:: Study material

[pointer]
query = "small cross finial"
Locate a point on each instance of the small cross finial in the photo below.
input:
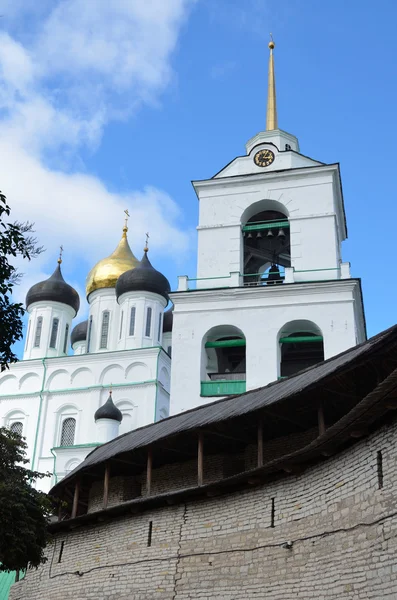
(127, 214)
(146, 248)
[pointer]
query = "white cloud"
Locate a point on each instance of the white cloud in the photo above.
(66, 69)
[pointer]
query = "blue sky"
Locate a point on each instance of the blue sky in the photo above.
(105, 106)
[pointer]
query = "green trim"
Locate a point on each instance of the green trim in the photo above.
(315, 270)
(266, 225)
(301, 339)
(226, 343)
(55, 466)
(39, 416)
(157, 385)
(222, 388)
(90, 387)
(207, 278)
(92, 445)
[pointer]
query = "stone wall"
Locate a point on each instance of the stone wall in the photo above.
(342, 526)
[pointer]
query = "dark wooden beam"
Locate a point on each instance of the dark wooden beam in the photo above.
(200, 459)
(76, 499)
(149, 470)
(106, 481)
(225, 436)
(321, 418)
(260, 442)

::::

How to complete this task: An exact copy of the lines from the one containing "Locate a point on each instance of the stone" through the end of the entries is required, and nothing beyond them.

Result below:
Locate a point on each instance of the stone wall in the photo above.
(342, 526)
[pointer]
query = "dark wooden beam"
Locate a point on each instance of the dark wooden beam in the photo above.
(200, 459)
(76, 499)
(149, 470)
(106, 481)
(225, 436)
(321, 418)
(260, 442)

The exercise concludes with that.